Description of the task: In your copy of the data, keep every word exact and include no pictures.

Provided records:
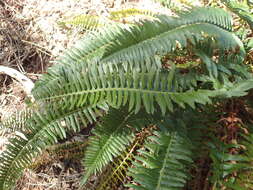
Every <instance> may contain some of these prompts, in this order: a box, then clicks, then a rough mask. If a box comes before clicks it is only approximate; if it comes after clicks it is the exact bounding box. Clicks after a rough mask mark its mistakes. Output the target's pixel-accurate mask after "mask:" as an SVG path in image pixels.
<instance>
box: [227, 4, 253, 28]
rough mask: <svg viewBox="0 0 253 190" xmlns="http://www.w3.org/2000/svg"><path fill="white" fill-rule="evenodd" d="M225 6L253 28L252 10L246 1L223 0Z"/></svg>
mask: <svg viewBox="0 0 253 190" xmlns="http://www.w3.org/2000/svg"><path fill="white" fill-rule="evenodd" d="M223 1H224V2H225V3H226V5H227V7H228V8H229V9H230V10H231V11H232V12H234V13H235V14H237V15H238V16H239V17H240V18H242V19H243V20H245V21H246V22H247V23H248V25H249V26H250V28H251V30H253V12H252V10H251V8H250V6H248V5H247V3H246V2H238V1H237V0H223Z"/></svg>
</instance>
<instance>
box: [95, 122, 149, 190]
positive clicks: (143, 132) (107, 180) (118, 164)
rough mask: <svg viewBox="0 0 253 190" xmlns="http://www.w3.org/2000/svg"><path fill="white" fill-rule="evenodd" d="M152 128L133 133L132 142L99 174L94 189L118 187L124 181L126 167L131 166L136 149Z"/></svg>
mask: <svg viewBox="0 0 253 190" xmlns="http://www.w3.org/2000/svg"><path fill="white" fill-rule="evenodd" d="M143 126H144V125H143ZM143 126H142V127H143ZM153 130H154V129H153V127H145V128H143V129H142V131H141V132H138V133H137V134H135V140H134V142H133V143H132V144H131V145H130V146H128V147H127V149H126V150H125V151H123V153H122V154H121V155H120V156H118V157H117V158H115V159H114V160H113V162H112V163H111V164H109V166H107V167H106V169H105V171H103V173H102V174H101V176H99V180H98V185H96V188H95V189H96V190H109V189H118V187H119V185H122V184H125V183H126V179H127V172H128V168H130V167H131V166H132V162H133V161H134V155H135V154H136V151H137V150H138V149H140V148H141V147H143V143H144V141H145V139H146V138H147V137H148V136H150V135H151V134H152V131H153Z"/></svg>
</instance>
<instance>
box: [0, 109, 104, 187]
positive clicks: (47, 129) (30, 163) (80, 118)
mask: <svg viewBox="0 0 253 190" xmlns="http://www.w3.org/2000/svg"><path fill="white" fill-rule="evenodd" d="M44 109H45V108H44ZM101 109H107V107H106V104H100V106H97V107H94V106H88V107H82V108H80V107H79V108H73V109H70V110H68V111H66V110H64V111H62V110H53V109H52V107H50V108H49V109H48V110H46V109H45V110H42V111H41V112H35V113H33V114H32V116H31V118H29V119H28V120H27V122H26V130H25V131H24V132H23V133H22V134H19V135H16V136H15V137H13V138H11V139H10V140H9V144H8V145H7V150H6V151H4V152H3V153H2V154H1V156H0V161H1V162H0V189H10V188H11V187H12V186H13V185H14V184H15V182H16V180H17V178H19V177H20V175H21V174H22V171H23V169H24V168H26V167H28V166H29V165H30V164H31V163H32V161H33V158H35V157H36V156H37V155H38V154H39V153H41V151H42V150H43V149H44V148H46V147H47V146H49V145H53V144H55V143H56V142H57V141H58V139H63V138H65V137H66V133H67V132H68V131H79V130H80V128H81V125H84V126H86V125H87V123H91V122H94V120H96V116H97V115H98V114H100V112H101Z"/></svg>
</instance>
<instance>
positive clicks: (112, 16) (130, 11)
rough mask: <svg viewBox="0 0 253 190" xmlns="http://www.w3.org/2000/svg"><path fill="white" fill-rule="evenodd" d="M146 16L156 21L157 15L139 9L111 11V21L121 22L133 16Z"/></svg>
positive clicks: (146, 10)
mask: <svg viewBox="0 0 253 190" xmlns="http://www.w3.org/2000/svg"><path fill="white" fill-rule="evenodd" d="M137 15H138V16H146V17H150V18H153V19H154V16H155V13H154V12H152V11H150V10H142V9H137V8H128V9H123V10H119V11H111V12H110V16H109V19H111V20H121V19H125V18H127V17H129V16H130V17H133V16H137Z"/></svg>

Reply:
Every <instance> may contain some of these prompts, in this order: a box, then clicks, then a rough mask. If a box comes before clicks it is only approximate; if it comes after clicks it is the exact bounding box. Clicks after a rough mask mark its mistakes. Output the target's pixel-accurate mask after "mask:" as an SVG path in image pixels.
<instance>
box: [227, 4, 253, 28]
rough mask: <svg viewBox="0 0 253 190" xmlns="http://www.w3.org/2000/svg"><path fill="white" fill-rule="evenodd" d="M225 6L253 28L252 10L246 1L223 0Z"/></svg>
mask: <svg viewBox="0 0 253 190" xmlns="http://www.w3.org/2000/svg"><path fill="white" fill-rule="evenodd" d="M223 1H224V2H225V3H226V5H227V7H228V8H229V9H230V10H231V11H232V12H234V13H235V14H237V15H238V16H239V17H240V18H242V19H243V20H245V21H246V22H247V23H248V25H249V26H250V28H251V30H253V12H252V10H251V8H250V6H248V5H247V3H246V2H238V1H237V0H223Z"/></svg>
</instance>
<instance>
box: [95, 122, 149, 190]
positive clicks: (143, 132) (107, 180) (118, 164)
rough mask: <svg viewBox="0 0 253 190" xmlns="http://www.w3.org/2000/svg"><path fill="white" fill-rule="evenodd" d="M152 128L133 133L132 142L99 174L94 189L118 187L124 181L126 167L131 166L136 149Z"/></svg>
mask: <svg viewBox="0 0 253 190" xmlns="http://www.w3.org/2000/svg"><path fill="white" fill-rule="evenodd" d="M143 126H144V125H143ZM143 126H142V127H143ZM153 130H154V129H153V127H145V128H143V129H142V131H141V132H138V133H137V134H135V140H134V142H133V143H132V144H131V145H130V146H128V147H127V149H126V150H125V151H123V153H122V154H121V155H120V156H118V157H117V158H115V159H114V160H113V162H112V163H111V164H109V166H107V167H106V169H105V171H103V173H102V174H101V176H99V180H98V185H96V188H95V189H96V190H109V189H118V187H119V185H122V184H125V183H126V179H127V172H128V168H130V167H131V166H132V162H133V161H134V155H135V154H136V151H137V150H138V149H140V148H141V147H143V143H144V141H145V139H146V138H147V137H148V136H150V135H151V134H152V131H153Z"/></svg>
</instance>
<instance>
box: [0, 109, 104, 187]
positive clicks: (47, 129) (30, 163) (80, 118)
mask: <svg viewBox="0 0 253 190" xmlns="http://www.w3.org/2000/svg"><path fill="white" fill-rule="evenodd" d="M44 109H45V108H44ZM101 109H107V107H106V104H100V106H97V107H94V106H88V107H82V108H80V107H79V108H73V109H70V110H68V111H66V110H64V111H62V110H53V109H52V107H50V108H49V109H48V110H46V109H45V110H42V111H41V112H35V113H33V114H32V116H31V118H29V119H28V120H27V122H26V130H25V131H24V132H23V133H22V134H19V135H16V136H15V137H13V138H11V139H10V140H9V144H8V145H7V150H6V151H4V152H3V153H2V154H1V156H0V161H1V162H0V189H10V188H11V187H12V186H13V185H14V184H15V182H16V180H17V178H19V177H20V175H21V174H22V171H23V169H24V168H26V167H28V166H29V165H30V164H31V163H32V161H33V158H35V157H36V156H37V155H38V154H39V153H41V151H42V150H43V149H44V148H46V147H47V146H49V145H53V144H55V143H56V142H57V141H58V139H63V138H65V137H66V133H67V132H68V131H79V130H80V128H81V125H84V126H86V125H87V123H91V122H94V120H96V116H97V115H98V114H100V112H101Z"/></svg>
</instance>
<instance>
positive clicks: (112, 16) (130, 11)
rough mask: <svg viewBox="0 0 253 190" xmlns="http://www.w3.org/2000/svg"><path fill="white" fill-rule="evenodd" d="M146 16L156 21L157 15L139 9L111 11V21L121 22L133 16Z"/></svg>
positive clicks: (146, 10)
mask: <svg viewBox="0 0 253 190" xmlns="http://www.w3.org/2000/svg"><path fill="white" fill-rule="evenodd" d="M137 15H138V16H146V17H150V18H153V19H154V16H155V13H154V12H152V11H150V10H142V9H137V8H128V9H123V10H119V11H111V12H110V16H109V19H111V20H121V19H125V18H127V17H129V16H130V17H133V16H137Z"/></svg>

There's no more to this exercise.